Assignment:
Count how many lines of the data include the string "query", then say that number and stop.

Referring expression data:
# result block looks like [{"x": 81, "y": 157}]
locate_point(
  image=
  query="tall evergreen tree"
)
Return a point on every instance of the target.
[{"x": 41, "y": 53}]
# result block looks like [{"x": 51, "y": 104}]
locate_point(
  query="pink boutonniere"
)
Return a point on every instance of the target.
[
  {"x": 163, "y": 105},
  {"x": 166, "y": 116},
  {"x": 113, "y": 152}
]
* * *
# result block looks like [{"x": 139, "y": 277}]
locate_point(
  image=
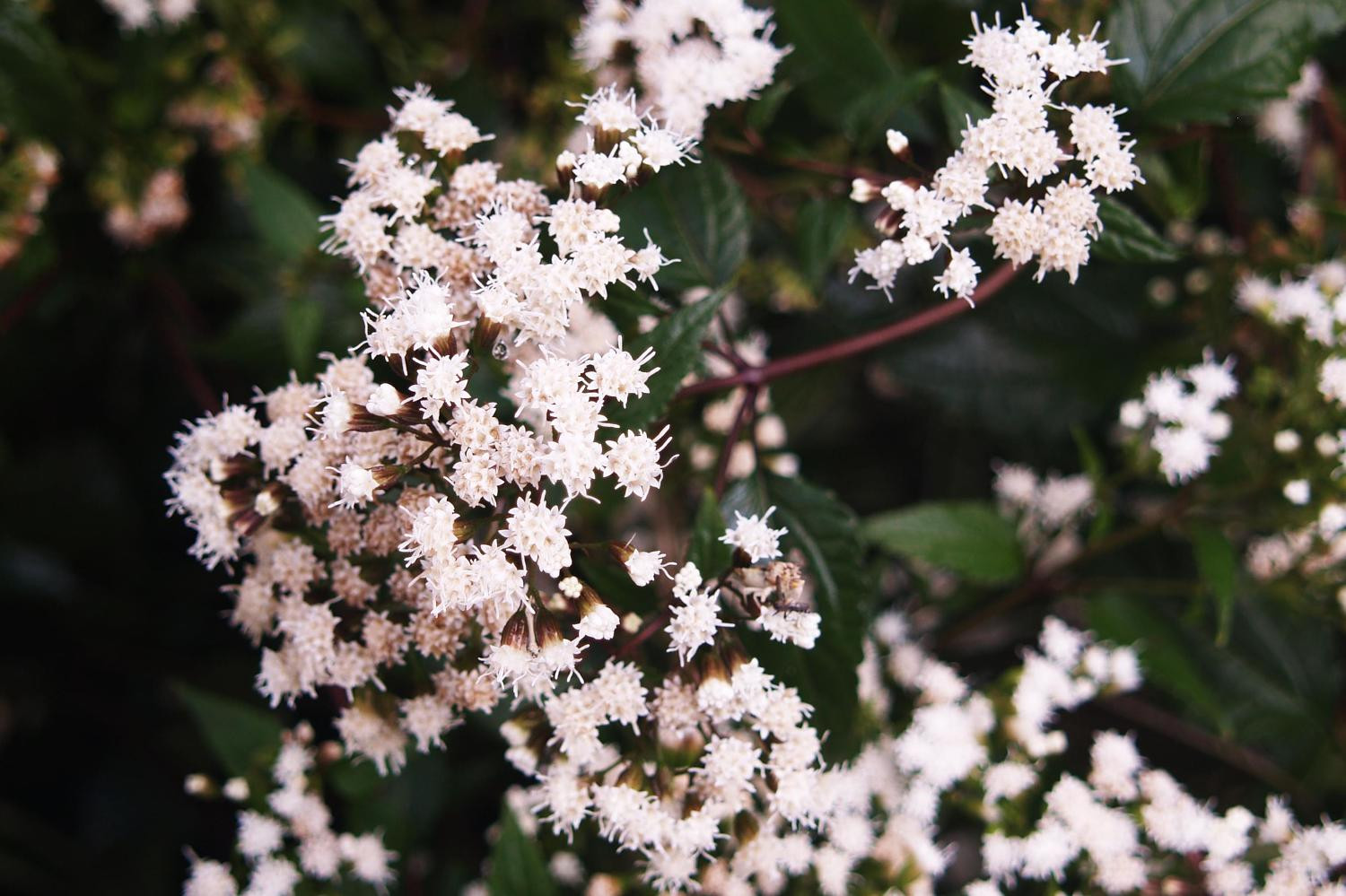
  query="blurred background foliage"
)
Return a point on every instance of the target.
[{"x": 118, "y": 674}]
...
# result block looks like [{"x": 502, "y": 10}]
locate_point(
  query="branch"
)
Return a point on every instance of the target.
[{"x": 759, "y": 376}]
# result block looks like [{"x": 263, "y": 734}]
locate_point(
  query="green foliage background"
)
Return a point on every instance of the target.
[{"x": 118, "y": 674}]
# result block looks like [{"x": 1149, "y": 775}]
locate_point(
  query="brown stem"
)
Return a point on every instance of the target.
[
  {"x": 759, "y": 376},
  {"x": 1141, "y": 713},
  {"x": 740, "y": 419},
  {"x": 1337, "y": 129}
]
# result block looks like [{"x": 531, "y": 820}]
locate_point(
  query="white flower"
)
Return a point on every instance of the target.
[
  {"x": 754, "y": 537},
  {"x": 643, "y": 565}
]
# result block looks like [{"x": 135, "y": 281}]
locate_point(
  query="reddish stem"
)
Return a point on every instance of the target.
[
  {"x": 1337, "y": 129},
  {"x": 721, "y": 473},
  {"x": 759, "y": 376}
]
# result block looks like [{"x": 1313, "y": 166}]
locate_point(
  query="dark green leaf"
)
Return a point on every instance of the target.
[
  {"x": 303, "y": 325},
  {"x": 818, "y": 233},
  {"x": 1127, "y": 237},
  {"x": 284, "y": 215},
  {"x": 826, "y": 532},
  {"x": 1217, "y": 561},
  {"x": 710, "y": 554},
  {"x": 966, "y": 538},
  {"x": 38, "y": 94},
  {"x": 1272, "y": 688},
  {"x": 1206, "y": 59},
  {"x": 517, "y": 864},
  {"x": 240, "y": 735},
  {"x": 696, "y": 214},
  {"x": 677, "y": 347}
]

Solved exercise:
9